** SUPPLIED DATA follows **

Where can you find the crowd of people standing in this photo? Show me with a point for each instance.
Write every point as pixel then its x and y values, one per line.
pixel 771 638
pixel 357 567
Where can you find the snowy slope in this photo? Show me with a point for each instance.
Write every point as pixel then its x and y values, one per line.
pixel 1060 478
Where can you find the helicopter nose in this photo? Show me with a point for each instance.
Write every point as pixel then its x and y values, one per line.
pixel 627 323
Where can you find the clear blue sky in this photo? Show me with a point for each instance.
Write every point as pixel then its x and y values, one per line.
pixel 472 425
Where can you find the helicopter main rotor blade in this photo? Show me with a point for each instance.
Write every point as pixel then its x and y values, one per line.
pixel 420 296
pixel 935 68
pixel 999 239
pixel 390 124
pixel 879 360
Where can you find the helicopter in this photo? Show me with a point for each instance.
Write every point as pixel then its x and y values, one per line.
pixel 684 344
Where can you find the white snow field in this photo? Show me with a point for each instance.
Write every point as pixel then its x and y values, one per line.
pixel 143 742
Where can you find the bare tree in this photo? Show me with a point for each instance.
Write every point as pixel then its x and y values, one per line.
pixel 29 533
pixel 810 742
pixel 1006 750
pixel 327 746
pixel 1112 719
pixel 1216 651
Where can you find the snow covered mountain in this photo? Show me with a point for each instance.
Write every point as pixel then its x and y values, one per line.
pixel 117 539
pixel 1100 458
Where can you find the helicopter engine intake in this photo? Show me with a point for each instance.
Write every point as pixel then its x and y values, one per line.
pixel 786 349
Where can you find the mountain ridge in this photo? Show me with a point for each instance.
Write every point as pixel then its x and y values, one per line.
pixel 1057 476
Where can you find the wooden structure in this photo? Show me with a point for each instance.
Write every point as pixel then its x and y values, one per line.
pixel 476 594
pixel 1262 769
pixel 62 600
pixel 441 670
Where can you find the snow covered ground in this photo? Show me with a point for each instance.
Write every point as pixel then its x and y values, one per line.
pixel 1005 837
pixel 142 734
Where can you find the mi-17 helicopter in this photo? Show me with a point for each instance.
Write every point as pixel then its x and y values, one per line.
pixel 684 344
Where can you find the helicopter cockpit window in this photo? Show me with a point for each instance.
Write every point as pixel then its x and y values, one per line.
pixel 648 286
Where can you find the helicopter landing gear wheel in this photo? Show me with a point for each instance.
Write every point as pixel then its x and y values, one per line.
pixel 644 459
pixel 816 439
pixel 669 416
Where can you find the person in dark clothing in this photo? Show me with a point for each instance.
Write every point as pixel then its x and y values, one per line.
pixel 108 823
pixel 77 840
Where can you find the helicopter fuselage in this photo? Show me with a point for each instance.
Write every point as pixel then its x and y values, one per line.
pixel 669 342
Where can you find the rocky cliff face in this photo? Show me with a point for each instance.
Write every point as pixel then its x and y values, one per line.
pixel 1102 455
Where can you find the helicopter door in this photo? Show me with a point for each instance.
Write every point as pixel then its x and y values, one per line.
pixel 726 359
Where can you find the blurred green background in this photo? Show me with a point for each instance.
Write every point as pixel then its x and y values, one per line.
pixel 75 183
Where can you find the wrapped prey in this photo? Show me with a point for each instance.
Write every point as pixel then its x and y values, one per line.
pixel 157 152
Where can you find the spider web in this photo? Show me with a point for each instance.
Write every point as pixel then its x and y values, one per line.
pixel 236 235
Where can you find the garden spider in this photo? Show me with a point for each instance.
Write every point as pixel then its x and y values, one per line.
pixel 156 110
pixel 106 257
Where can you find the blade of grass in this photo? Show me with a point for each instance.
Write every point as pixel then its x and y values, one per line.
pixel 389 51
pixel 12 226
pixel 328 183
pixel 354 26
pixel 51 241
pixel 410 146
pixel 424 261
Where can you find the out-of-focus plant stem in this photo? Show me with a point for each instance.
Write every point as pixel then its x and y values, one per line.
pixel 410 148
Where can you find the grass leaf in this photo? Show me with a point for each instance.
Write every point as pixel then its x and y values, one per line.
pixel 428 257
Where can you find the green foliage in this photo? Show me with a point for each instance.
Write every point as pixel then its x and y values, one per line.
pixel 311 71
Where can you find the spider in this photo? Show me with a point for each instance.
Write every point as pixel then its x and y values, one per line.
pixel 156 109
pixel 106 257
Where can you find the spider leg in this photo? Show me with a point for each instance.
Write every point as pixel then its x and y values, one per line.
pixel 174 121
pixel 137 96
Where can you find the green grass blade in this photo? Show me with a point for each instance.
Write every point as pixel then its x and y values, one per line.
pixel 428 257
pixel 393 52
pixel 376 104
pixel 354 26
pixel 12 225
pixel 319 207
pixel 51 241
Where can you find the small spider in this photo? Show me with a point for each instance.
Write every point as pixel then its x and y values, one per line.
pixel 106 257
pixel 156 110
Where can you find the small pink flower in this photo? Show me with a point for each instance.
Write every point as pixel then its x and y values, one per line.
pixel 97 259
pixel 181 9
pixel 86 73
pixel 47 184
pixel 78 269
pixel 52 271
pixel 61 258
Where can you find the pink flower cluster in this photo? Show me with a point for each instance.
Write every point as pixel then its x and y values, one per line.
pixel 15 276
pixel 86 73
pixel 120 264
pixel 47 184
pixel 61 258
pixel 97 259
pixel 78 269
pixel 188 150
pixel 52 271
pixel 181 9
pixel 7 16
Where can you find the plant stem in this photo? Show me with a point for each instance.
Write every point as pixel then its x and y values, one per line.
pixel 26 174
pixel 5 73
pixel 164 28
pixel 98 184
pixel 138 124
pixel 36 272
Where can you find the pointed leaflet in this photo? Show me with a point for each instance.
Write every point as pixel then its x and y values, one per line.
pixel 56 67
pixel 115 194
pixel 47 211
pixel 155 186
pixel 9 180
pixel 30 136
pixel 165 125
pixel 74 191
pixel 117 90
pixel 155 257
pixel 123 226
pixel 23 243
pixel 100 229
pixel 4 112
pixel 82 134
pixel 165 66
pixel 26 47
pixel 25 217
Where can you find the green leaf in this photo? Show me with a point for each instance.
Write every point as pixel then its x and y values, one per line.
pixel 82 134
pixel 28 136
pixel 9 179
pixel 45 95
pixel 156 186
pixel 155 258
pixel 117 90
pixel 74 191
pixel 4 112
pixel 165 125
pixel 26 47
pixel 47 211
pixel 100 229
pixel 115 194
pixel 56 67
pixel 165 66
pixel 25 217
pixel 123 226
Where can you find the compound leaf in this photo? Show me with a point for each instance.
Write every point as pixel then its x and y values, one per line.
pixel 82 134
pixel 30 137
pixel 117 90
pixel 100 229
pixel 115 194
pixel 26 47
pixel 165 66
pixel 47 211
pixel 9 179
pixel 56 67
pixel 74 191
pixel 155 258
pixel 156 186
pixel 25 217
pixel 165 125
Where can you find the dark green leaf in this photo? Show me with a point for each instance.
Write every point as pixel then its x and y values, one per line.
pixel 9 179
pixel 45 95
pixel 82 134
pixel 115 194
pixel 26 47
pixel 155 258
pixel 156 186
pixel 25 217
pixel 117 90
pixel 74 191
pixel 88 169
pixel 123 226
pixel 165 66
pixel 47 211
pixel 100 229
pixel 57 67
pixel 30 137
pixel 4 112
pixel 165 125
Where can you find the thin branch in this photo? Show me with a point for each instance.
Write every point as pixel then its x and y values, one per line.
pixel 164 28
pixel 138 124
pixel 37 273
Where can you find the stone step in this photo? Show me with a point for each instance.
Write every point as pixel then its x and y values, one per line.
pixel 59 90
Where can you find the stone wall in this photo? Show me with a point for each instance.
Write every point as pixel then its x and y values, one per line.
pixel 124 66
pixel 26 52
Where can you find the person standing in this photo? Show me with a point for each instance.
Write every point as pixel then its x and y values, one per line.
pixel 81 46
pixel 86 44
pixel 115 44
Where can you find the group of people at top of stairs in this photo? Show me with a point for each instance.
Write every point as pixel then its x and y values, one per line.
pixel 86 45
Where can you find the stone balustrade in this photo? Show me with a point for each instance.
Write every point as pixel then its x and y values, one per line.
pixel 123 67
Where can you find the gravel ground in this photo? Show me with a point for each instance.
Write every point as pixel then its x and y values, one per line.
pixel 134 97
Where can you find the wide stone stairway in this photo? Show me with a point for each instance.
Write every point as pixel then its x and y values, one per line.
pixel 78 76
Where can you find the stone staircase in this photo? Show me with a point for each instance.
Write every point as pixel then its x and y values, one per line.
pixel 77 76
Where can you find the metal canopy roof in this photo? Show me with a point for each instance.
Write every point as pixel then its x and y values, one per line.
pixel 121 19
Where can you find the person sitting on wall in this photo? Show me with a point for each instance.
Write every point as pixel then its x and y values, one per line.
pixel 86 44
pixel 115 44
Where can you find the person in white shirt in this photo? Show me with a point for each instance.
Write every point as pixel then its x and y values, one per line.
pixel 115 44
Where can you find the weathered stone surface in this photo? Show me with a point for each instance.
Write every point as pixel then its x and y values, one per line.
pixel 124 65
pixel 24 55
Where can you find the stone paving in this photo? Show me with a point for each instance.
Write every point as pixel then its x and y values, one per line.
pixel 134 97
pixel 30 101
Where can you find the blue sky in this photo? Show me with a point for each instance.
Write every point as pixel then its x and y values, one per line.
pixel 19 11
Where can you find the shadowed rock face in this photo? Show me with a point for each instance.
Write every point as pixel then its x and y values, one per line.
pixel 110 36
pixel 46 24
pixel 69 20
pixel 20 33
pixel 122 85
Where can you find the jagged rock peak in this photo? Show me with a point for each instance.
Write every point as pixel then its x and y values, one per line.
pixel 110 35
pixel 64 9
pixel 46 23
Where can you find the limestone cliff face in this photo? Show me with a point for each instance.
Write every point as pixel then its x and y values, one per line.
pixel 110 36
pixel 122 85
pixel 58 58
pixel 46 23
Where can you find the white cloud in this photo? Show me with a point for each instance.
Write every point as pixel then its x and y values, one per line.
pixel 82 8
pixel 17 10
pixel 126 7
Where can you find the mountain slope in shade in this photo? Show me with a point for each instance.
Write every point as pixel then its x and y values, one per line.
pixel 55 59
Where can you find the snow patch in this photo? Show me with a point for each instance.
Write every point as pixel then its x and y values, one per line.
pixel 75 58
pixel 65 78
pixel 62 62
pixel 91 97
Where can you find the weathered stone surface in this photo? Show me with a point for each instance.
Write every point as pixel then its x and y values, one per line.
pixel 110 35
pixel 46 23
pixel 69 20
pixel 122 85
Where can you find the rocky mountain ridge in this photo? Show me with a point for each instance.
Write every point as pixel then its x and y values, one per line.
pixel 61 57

** End of SUPPLIED DATA **

Your job is to return all lines above that hold the word "grass".

ANSWER TO THIS PROBLEM
Where can you find the blade of grass in this photo? Show me with a point for each instance.
Where can you find the grass leaf in this photo? Show me with a point for each instance.
Where can you find the green grass blade in this photo? Show me with a point for each instance.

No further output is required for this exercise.